What you will do: Copy out the rows below word for word, starting at the line containing "Guideline: for each instance of the text 'policia'" and ending at the line containing "column 762, row 443", including both of those lines.

Records provided:
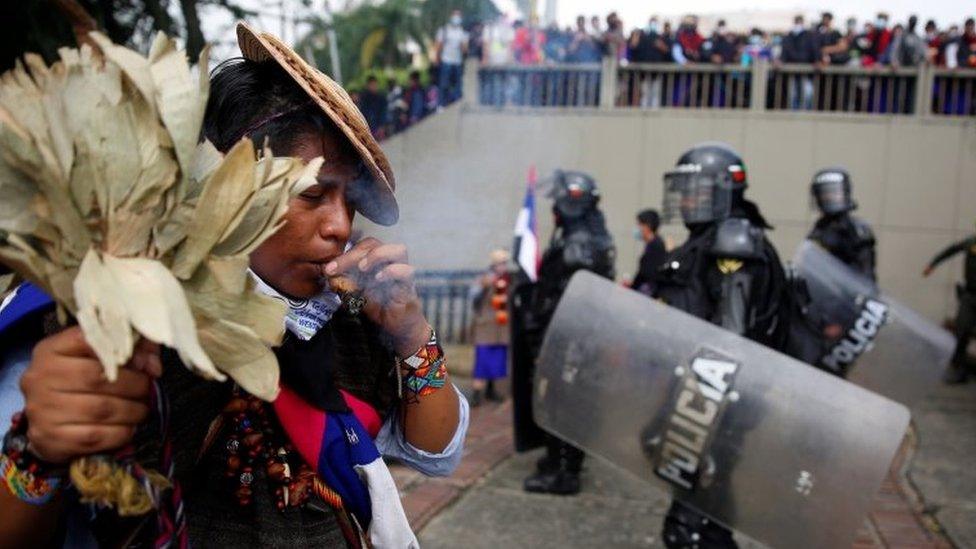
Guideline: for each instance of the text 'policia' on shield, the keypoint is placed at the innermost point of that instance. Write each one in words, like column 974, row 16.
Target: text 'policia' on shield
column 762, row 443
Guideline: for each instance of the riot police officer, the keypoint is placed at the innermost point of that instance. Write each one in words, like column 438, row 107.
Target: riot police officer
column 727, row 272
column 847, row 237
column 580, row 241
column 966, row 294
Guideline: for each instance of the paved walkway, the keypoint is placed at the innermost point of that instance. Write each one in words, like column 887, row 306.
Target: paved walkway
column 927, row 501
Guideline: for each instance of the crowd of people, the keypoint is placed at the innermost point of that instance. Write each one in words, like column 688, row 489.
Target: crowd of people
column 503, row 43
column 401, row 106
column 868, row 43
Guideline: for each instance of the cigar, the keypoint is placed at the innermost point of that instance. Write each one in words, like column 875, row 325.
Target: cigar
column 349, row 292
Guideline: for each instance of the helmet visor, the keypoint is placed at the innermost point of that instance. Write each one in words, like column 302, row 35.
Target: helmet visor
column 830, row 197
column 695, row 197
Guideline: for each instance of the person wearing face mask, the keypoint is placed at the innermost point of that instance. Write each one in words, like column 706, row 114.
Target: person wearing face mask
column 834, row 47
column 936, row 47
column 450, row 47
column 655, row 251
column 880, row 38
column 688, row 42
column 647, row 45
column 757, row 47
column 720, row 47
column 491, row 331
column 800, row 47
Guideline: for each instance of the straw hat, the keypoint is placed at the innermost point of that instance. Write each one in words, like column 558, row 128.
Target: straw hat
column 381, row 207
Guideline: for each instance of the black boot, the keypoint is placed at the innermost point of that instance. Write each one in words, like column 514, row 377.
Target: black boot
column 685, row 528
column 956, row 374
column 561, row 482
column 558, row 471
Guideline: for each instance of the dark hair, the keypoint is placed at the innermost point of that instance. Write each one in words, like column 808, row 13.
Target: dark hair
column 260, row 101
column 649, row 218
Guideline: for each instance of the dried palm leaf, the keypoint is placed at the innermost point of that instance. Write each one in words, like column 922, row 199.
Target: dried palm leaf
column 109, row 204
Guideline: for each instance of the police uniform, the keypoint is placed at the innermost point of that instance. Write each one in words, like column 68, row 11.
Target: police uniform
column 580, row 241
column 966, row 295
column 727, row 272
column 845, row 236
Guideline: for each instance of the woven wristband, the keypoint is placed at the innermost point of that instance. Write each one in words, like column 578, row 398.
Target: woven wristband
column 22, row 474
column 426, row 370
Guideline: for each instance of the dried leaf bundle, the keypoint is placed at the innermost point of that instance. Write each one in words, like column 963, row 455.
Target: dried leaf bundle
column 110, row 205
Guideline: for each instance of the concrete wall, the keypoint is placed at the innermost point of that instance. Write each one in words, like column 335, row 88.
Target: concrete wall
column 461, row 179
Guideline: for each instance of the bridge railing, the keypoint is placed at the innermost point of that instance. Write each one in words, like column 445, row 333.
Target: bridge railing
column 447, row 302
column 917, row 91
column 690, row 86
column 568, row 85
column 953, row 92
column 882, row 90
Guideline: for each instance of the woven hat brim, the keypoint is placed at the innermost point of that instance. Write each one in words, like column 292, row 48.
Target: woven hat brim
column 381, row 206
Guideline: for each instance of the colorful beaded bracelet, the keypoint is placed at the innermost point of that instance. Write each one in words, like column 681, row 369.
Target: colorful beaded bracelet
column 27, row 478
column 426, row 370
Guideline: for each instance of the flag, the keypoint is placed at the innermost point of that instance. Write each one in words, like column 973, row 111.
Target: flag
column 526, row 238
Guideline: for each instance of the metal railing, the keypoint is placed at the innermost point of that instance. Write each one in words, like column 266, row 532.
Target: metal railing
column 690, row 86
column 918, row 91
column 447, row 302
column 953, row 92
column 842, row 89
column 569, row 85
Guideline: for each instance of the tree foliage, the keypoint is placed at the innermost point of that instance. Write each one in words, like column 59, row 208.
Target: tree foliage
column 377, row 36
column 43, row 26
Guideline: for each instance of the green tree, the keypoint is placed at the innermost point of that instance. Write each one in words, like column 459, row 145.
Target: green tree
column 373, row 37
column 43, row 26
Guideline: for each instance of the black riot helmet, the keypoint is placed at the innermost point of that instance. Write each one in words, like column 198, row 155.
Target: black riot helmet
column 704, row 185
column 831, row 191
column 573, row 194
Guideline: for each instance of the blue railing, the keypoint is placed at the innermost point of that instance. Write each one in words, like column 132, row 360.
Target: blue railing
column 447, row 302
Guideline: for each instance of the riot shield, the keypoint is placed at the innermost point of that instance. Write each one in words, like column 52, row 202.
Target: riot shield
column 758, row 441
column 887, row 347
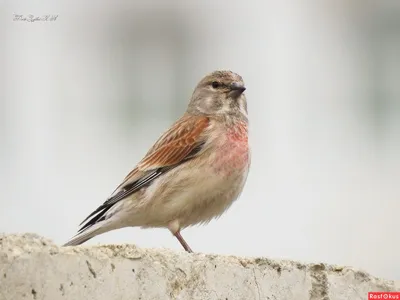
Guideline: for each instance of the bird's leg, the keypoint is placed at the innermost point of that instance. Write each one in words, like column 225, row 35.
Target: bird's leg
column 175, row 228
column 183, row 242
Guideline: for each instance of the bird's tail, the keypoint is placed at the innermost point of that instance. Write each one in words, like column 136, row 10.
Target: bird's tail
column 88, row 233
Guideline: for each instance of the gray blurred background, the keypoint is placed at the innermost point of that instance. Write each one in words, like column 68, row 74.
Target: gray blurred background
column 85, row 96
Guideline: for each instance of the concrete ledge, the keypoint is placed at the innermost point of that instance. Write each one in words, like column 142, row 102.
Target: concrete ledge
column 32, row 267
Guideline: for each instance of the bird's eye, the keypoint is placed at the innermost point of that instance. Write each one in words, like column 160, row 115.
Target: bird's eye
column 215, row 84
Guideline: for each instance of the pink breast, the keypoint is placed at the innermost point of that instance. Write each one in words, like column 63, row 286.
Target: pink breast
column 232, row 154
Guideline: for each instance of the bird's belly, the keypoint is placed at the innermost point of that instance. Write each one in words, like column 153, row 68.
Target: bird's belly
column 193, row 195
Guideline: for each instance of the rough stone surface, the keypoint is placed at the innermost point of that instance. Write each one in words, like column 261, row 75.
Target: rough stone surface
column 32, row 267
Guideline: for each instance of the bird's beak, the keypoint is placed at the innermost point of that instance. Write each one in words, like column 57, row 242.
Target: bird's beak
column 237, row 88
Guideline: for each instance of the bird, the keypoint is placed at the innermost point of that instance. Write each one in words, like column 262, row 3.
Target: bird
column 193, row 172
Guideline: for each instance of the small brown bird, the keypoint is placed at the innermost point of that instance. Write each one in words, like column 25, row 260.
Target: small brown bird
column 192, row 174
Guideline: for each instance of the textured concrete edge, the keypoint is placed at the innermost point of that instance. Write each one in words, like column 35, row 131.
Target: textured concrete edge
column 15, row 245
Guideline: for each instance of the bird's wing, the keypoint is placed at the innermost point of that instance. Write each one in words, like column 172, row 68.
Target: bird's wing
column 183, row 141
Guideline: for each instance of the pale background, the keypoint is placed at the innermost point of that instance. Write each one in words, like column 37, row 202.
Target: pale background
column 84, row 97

==

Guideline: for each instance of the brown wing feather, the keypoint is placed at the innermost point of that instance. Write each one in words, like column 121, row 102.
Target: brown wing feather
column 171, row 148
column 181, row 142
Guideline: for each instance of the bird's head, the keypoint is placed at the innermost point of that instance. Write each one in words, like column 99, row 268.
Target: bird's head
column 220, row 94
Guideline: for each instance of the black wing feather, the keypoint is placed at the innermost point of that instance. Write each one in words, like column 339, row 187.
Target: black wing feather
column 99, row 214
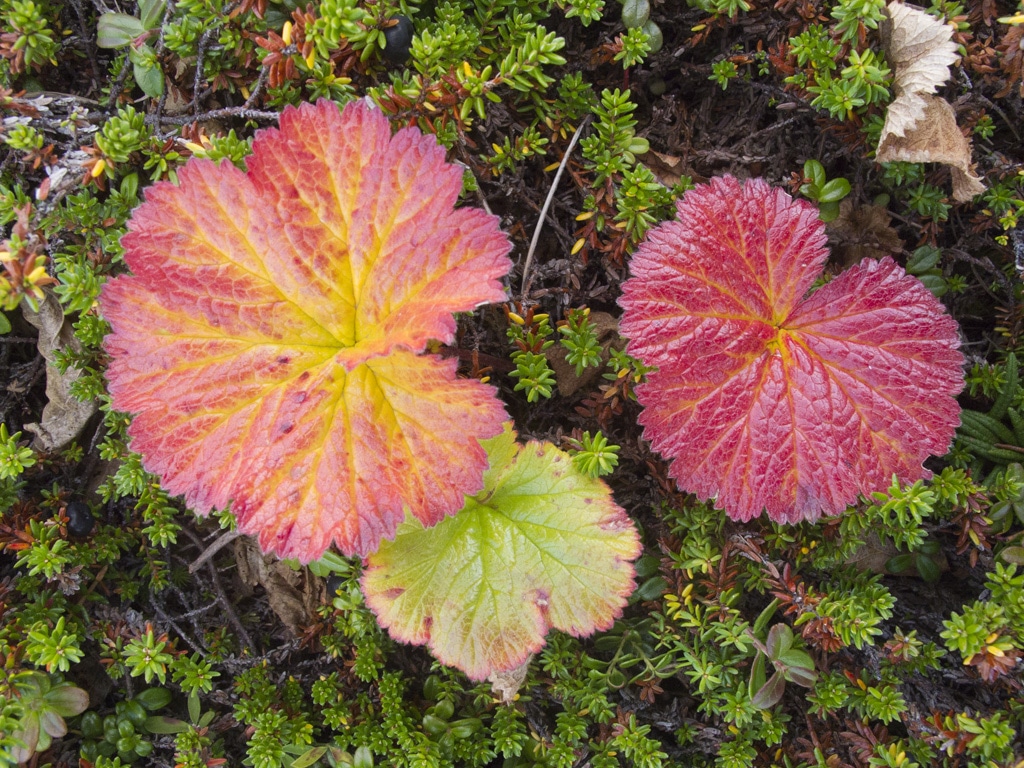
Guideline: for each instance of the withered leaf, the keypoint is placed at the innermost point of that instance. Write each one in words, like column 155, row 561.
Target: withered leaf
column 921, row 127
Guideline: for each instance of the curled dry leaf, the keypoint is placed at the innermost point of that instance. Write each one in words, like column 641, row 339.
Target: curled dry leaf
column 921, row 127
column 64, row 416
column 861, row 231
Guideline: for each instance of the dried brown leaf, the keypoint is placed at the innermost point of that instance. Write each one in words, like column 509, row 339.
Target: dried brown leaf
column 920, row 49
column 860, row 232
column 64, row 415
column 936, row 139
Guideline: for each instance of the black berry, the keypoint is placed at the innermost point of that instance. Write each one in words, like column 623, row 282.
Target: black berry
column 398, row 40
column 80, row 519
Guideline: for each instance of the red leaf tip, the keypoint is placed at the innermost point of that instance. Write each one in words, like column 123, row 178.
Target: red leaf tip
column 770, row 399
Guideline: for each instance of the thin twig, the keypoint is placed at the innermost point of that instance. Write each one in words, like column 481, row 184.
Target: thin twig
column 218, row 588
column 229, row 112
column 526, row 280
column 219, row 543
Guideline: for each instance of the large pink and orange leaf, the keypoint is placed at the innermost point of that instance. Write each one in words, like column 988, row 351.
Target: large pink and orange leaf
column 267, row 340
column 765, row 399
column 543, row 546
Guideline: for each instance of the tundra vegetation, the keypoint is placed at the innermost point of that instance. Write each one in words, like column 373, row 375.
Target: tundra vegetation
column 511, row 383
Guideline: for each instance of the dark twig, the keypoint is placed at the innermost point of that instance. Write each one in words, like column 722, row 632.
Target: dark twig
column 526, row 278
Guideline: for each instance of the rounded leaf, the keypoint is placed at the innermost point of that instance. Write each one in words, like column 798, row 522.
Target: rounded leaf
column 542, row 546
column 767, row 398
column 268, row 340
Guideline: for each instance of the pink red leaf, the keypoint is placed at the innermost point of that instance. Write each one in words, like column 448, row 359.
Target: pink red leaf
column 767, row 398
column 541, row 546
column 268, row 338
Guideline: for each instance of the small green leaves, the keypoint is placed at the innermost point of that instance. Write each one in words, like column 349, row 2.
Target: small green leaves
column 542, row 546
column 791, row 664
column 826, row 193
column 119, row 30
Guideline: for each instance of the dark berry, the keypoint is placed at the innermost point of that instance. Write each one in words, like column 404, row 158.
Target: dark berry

Answer for this exercise:
Guideline: for each instance of the text 'policia' on shield, the keypoint is placed at the innermost point of that instance. Write each one in words, like column 974, row 16.
Target: text 'policia' on shield
column 762, row 443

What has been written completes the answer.